» Passage shown:
=== Begin Enclosure ===
As the years have passed, sightings have fallen off and trails have grown cold, prompting hucksters and opportunists to jump into the breach. Several dozen families have been approached by people claiming to have seen their relatives in Iraq or to have information on their whereabouts. Few reports check out.
“Eventually these cases all turn out to be people trying to make money,” said Abdul Hameed Attar, a volunteer at a government-sponsored POW-MIA center, where families meet regularly in a giant hall ringed with pictures of the missing. “The families start boiling. It makes them so mad.”
Attar said he was approached recently by people claiming to have information on his missing son, Jamal, who was 26 and worked for Kuwait Television at the time of the invasion. They knew quite a few details about him, Attar said, so he played along and agreed to meet them in Jordan.
=== End Enclosure ===
» Try it: Continue the article about families of people missing since the invasion, starting after its final sentence. The listing has no connection to the article above.

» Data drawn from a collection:
=== Begin Enclosure ===
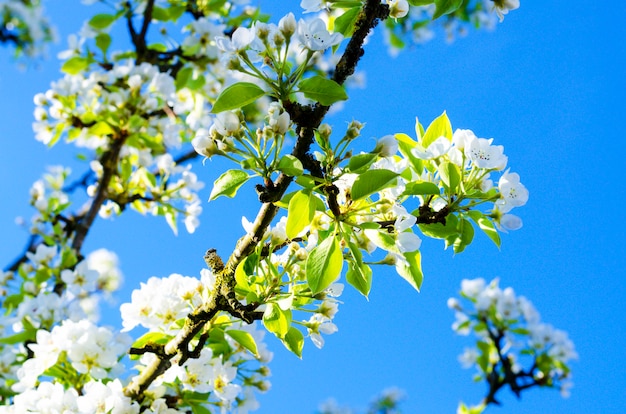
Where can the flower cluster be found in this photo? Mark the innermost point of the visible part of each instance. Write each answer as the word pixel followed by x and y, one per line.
pixel 224 371
pixel 128 104
pixel 96 397
pixel 513 343
pixel 91 351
=== End Enclosure ===
» Response to this task:
Eventually they requested $20,000 in “travel expenses” to gather more information in Iraq. When Attar offered to hold the money in trust and told them Iraq recently killed two people nosing around on POW issues, they quickly lost interest.
Despite the long years of silence, Kuwaitis say they draw hope and lessons from the 1980-88 Iran-Iraq war. Baghdad captured tens of thousands of Iranians and denied for well over a decade that it held any -- in some cases despite Iraqi television footage proudly showing captures -- only to release the prisoners recently when it suited its purposes.
Kuwaitis suspect that those who may still be alive are bunched in groups rather than scattered. This would reduce the risk of word leaking out from other prisoners and increase cooperation, given that any escape attempt or defiance would jeopardize the lives of the others.
Once any U.S. invasion begins, Kuwaitis say they expect people close to Hussein to start volunteering information and producing POWs or their remains, hoping to distance themselves from the regime and avoid possible war crimes charges.
Still, 12 years is a long time -- even for families clinging to the slightest possible hope.
“In truth, any mother or father hates to say their child isn’t alive, but most here feel that way,” Attar said. “Twelve years isn’t a short time, and we’re talking 12 years in Iraq, not someplace else.”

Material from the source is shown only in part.